--- Text segment ---

Comey and Wainstein declined comment.
According to an Obama administration official, the selection process for Mueller's replacement started at the beginning of this year.
Attorney General Eric Holder and Vice President Joe Biden, a former chairman of the Senate Judiciary Committee, are playing an important consultative role.
The White House is mindful of the Sept. 4 expiration date of Mueller's term and officials hope Congress will move quickly to confirm a candidate, said the official, who like others requested anonymity to discuss an ongoing personnel process.
Insiders say the president will want to consider female candidates. Jamie Gorelick, a former deputy attorney general in the Clinton administration, has been mentioned as one.
Obama's primary goal is to find a nominee who is viewed as a heavy hitter on the terrorism issues the FBI faces, one insider said.
Comey or Wainstein or someone else who served under Bush might be a more palatable nominee to newly energized Senate Republicans, who picked up six seats in the 2010 elections.
Comey or Wainstein would offer some interesting options to Democrats on the committee led by Sen. Patrick Leahy, D-Vt.
In Wainstein's case, Democrats could point to his experience in establishing and running the department's national security division, an important component in the fight against terrorism. Earlier in the Bush administration, Wainstein served as FBI general counsel and then as Mueller's chief of staff.
Democrats could point out Comey's occasional differences with the Republican White House he served, such as his dramatic refusal to reauthorize the administration's warrantless wiretapping program until Bush agreed to changes.
Comey has told Congress that when he refused to certify the program, Bush White House officials Gonzales and Andrew Card headed to Attorney General John Ashcroft's bed in a hospital intensive care unit to get him to approve.
Comey and Mueller also raced there to help fend off the White House pressure.
When Gonzales appealed to Ashcroft, the ailing attorney general lifted his head off the pillow and in straightforward terms described his reservations about the program, Comey said. Then Ashcroft pointed out that Comey, not he, held the powers of the attorney general.
Comey and other senior government officials expressed concerns about whether the National Security Agency had the proper oversight in place for the program and whether any president had authority to authorize the program as it operated at the time.
There is precedent for choosing a candidate who is an FBI insider.
Clarence Kelley spent two decades with the FBI and came out of retirement to run it. With that backdrop, John S. Pistole, a 26-year FBI veteran who was second-in-command during much of Mueller's tenure and now heads the Transportation Security Administration, is seen as a candidate.

--- Exercise ---
Answer these questions from the article on Mueller's replacement:
1. On what date does Mueller's term expire?
2. What agency does John S. Pistole now head?
3. How many seats did Senate Republicans pick up in the 2010 elections?
Answer from the article on Mueller's replacement alone.

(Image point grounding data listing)
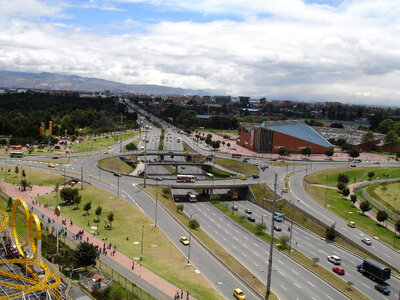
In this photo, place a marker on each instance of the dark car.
(338, 270)
(251, 219)
(383, 289)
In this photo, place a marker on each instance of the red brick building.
(294, 135)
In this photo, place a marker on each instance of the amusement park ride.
(23, 274)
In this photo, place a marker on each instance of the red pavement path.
(29, 196)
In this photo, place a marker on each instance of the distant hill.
(52, 81)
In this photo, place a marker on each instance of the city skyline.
(301, 50)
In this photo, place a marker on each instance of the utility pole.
(271, 244)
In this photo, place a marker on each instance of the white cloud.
(347, 53)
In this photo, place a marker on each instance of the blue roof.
(297, 129)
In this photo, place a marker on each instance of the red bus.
(185, 178)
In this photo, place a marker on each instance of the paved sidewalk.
(166, 289)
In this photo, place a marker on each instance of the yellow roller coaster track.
(32, 283)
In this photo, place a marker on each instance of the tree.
(283, 151)
(194, 224)
(370, 175)
(98, 211)
(341, 186)
(381, 216)
(345, 192)
(77, 200)
(354, 153)
(110, 218)
(329, 153)
(10, 203)
(353, 198)
(260, 228)
(306, 151)
(24, 184)
(391, 139)
(365, 206)
(343, 178)
(87, 207)
(68, 194)
(368, 138)
(330, 232)
(397, 226)
(86, 254)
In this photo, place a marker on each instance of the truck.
(191, 197)
(374, 270)
(232, 194)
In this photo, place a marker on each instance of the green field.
(102, 142)
(237, 166)
(354, 174)
(385, 193)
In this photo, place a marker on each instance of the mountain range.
(53, 81)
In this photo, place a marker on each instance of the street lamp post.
(190, 237)
(141, 250)
(271, 245)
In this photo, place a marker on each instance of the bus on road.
(185, 178)
(17, 154)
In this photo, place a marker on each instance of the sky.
(306, 50)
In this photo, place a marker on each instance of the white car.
(367, 241)
(334, 259)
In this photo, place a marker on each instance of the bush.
(343, 178)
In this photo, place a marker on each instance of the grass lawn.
(297, 256)
(386, 193)
(114, 164)
(34, 176)
(226, 257)
(345, 209)
(354, 174)
(159, 254)
(219, 131)
(237, 166)
(101, 142)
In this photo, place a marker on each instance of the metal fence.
(393, 212)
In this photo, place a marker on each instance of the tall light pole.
(271, 245)
(190, 237)
(291, 227)
(141, 251)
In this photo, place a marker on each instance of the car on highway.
(338, 270)
(383, 289)
(251, 219)
(351, 224)
(334, 259)
(184, 240)
(238, 294)
(367, 241)
(277, 228)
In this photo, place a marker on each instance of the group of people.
(179, 295)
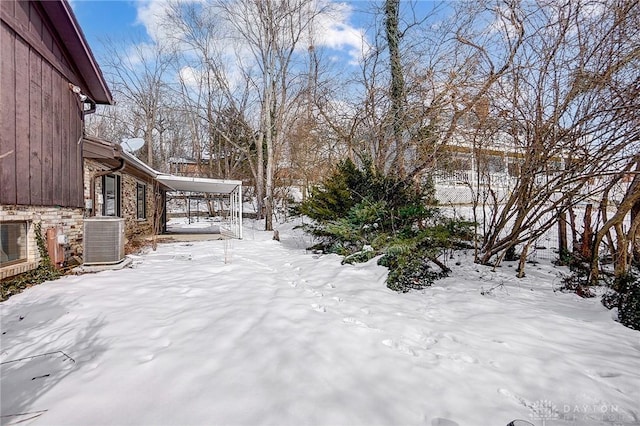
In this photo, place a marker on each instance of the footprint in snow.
(464, 357)
(400, 347)
(318, 308)
(351, 320)
(516, 398)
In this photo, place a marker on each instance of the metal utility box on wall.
(103, 240)
(55, 246)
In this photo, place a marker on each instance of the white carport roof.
(191, 184)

--- Your solution ---
1. Sept. 4
2. The Transportation Security Administration
3. Six